[Start MATERIAL FOR THE TASK]

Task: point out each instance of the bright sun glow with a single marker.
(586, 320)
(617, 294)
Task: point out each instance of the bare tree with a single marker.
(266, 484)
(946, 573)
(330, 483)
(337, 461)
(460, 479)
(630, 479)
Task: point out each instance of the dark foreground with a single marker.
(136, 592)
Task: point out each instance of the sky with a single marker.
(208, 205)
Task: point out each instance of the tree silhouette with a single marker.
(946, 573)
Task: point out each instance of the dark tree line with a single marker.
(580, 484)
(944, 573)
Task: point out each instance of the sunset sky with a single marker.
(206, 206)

[End MATERIAL FOR THE TASK]
[Start MATERIAL FOR THE TASK]

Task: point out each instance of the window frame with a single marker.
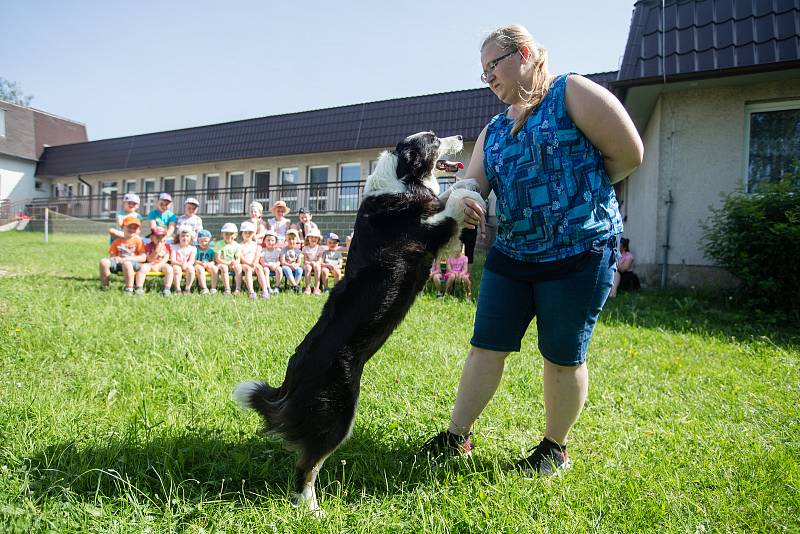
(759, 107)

[End MATERIAL FOR THE TASK]

SET EXERCISE – Identify every line in the rows above that contains the word "tree", and copy each such line in full.

THE OUTPUT –
Task: point out each instance of the bare tree with a single marker.
Task: point out each instance of the tree silhouette with a single marker.
Task: point out each instance of the dark tree line with a single marker.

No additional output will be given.